◆ PASSAGE GIVEN
_ _ _ _ _ _ _

The post is an earnest one, and thought-provoking, but I realized this evening that it is a masterpiece of logical fallacy.
Problem #1: Begging the Question
Gustavo argues that "dabbling" in new languages gives superficial results to your career. To dabble is to "work at something in a superficial manner". So, the argument is that a superficial investment in something yields superficial results. Hmmm... this seems like begging the question to me.
Note that I don't mean the popular usage of "that begs the question: yada yada" but rather the classical sense of proving something that is implicit in the premise.
Problem #2: The Strawman Argument
Gustovo condemns the Pragmatic Programmers' advice to "learn a new language every year". But he goes on to set up that advice as though they are saying "Open an editor, screw around with some syntax, and wait for the enlightment to hit you". Then he knocks that Strawman down, with ease.
I just checked the Prag Prog book: it is relatively terse on this point. I may be guilty of my own "Ironman Argument" here but, having seen Dave Thomas speak on several occasions, I doubt if they intended for us to take a full year to merely mess around with some core language syntax. My guess is that they will agree with the examples in the next item.

_ _ _ _ _ _ _

◆ DATA ROWS
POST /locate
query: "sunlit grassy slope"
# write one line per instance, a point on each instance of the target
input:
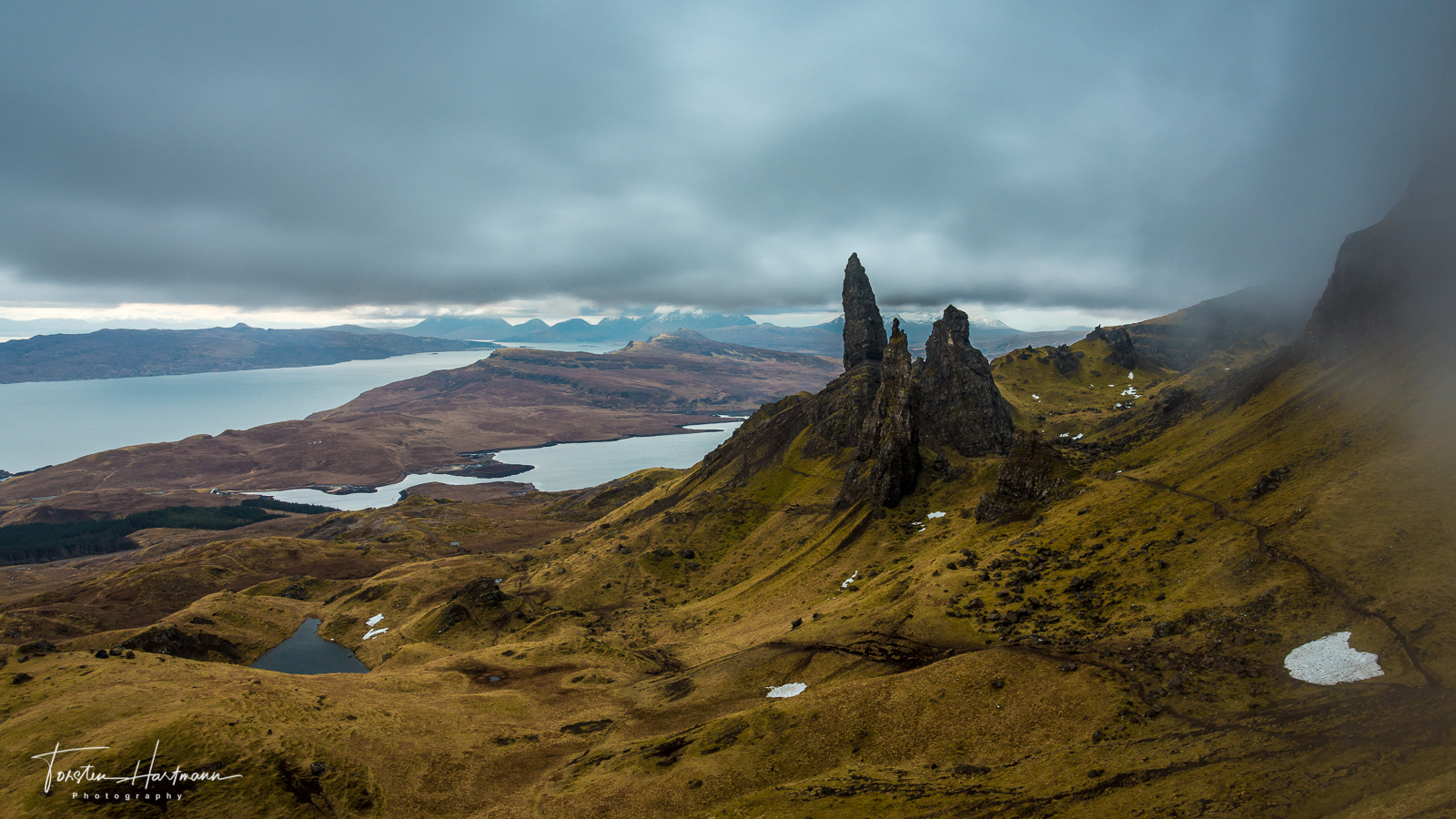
(1117, 654)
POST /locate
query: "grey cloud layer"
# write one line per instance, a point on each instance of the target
(1132, 155)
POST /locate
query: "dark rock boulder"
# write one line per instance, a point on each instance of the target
(864, 329)
(1397, 278)
(178, 643)
(1063, 359)
(960, 405)
(1030, 477)
(1123, 354)
(887, 460)
(482, 592)
(482, 602)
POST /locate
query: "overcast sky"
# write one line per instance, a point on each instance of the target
(371, 159)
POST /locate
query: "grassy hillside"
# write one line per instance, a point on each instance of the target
(1117, 653)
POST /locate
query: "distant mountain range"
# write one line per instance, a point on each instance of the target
(990, 336)
(126, 353)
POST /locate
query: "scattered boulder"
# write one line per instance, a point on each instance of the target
(172, 640)
(1063, 359)
(1269, 482)
(1033, 475)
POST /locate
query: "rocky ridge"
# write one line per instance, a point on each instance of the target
(885, 407)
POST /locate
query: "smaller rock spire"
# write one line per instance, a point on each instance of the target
(864, 329)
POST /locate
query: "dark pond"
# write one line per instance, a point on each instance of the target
(309, 653)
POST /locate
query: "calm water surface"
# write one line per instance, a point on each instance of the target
(555, 468)
(309, 653)
(57, 421)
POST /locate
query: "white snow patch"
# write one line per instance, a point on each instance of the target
(1330, 661)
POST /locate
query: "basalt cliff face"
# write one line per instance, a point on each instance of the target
(864, 327)
(1397, 278)
(885, 409)
(960, 405)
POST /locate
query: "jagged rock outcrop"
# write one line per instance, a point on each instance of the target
(1030, 477)
(1063, 359)
(172, 640)
(864, 329)
(960, 405)
(484, 603)
(887, 460)
(1125, 354)
(883, 407)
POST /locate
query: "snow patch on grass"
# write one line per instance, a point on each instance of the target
(1330, 661)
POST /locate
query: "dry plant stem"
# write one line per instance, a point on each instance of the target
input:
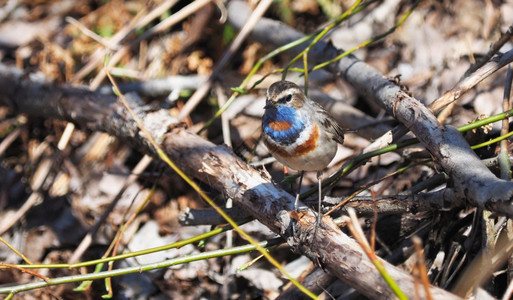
(234, 46)
(446, 145)
(421, 265)
(215, 165)
(504, 163)
(86, 241)
(467, 83)
(39, 177)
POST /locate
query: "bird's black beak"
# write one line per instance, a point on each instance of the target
(268, 104)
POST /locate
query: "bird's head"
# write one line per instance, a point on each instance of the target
(284, 94)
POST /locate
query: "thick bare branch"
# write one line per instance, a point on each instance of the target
(473, 181)
(216, 165)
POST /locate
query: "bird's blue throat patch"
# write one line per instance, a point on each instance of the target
(282, 125)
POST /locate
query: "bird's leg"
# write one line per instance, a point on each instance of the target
(298, 191)
(319, 212)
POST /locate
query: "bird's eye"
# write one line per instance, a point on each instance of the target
(285, 98)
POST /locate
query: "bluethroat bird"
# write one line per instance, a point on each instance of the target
(299, 133)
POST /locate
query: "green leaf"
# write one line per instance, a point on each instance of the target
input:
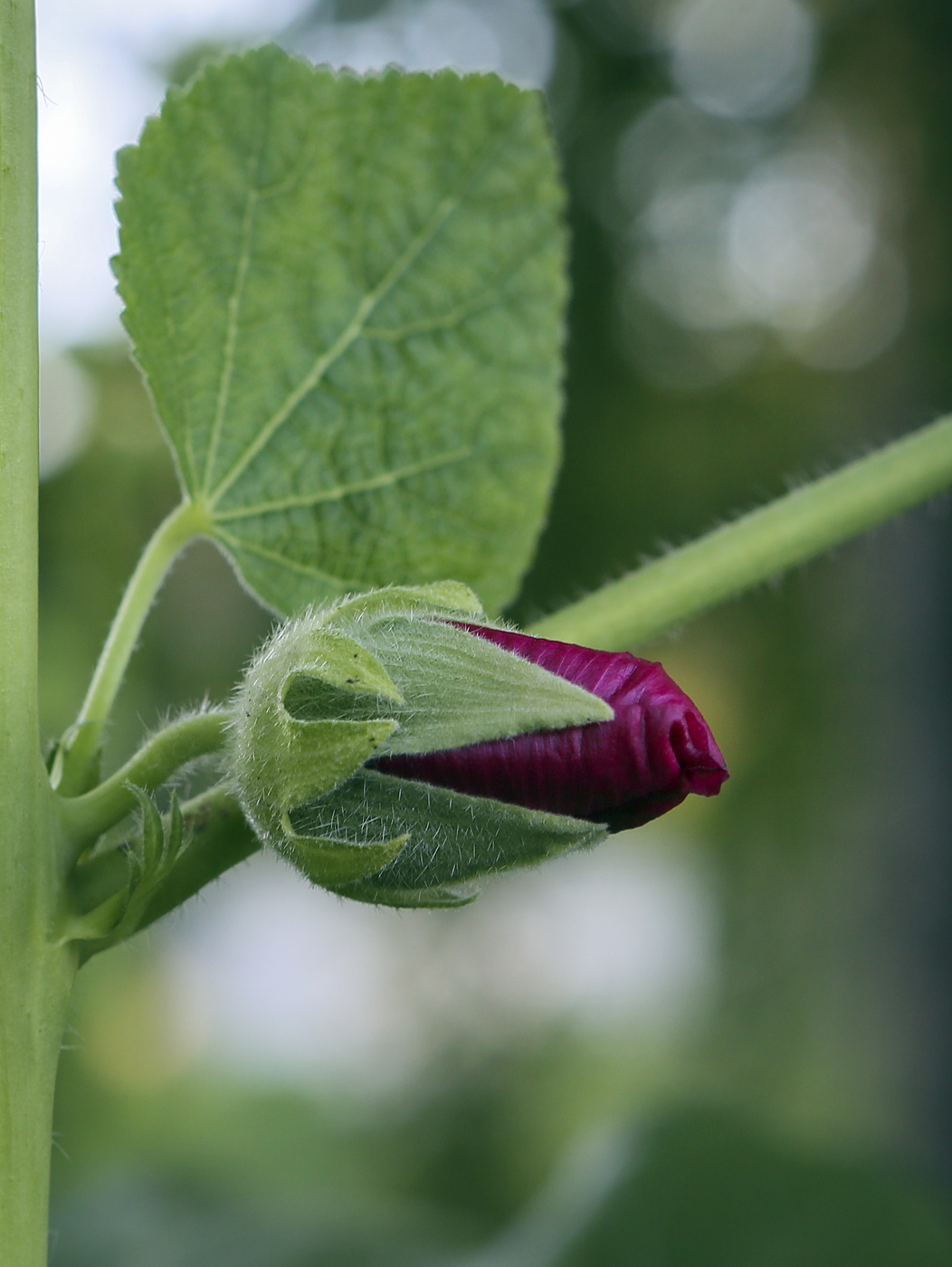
(347, 298)
(452, 838)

_ _ _ _ _ _ _

◆ EXERCISE INSTRUCTIONS
[A] In the fallacy critique, rewrite the paragraph beginning "Gustavo argues that" more briefly while keeping its main facts.
[B] Answer these questions from the fallacy critique, one per line:
(i) What advice from the Pragmatic Programmers does Gustavo condemn?
(ii) What definition of "dabble" does the critique give?
(iii) Whom has the author seen speak on several occasions?
The entries were drawn from a separate source and are unrelated to the fallacy critique.

◆ ANSWER SET
[A] Gustavo claims that dabbling in new languages brings only superficial career results. Since dabbling means working at something superficially, the argument amounts to saying that a superficial investment yields superficial results, which seems like begging the question.

[B]
(i) To "learn a new language every year."
(ii) To "work at something in a superficial manner."
(iii) Dave Thomas.